>>>>>

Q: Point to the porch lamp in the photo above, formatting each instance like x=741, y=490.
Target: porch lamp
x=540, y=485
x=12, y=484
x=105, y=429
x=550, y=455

<<<<<

WHAT TO PRODUCE » Without changing a single word, reproduce the entries above.

ANSWER »
Q: Point to the porch lamp in the photo above, formatting each instance like x=741, y=490.
Target: porch lamp
x=540, y=485
x=12, y=484
x=105, y=429
x=550, y=455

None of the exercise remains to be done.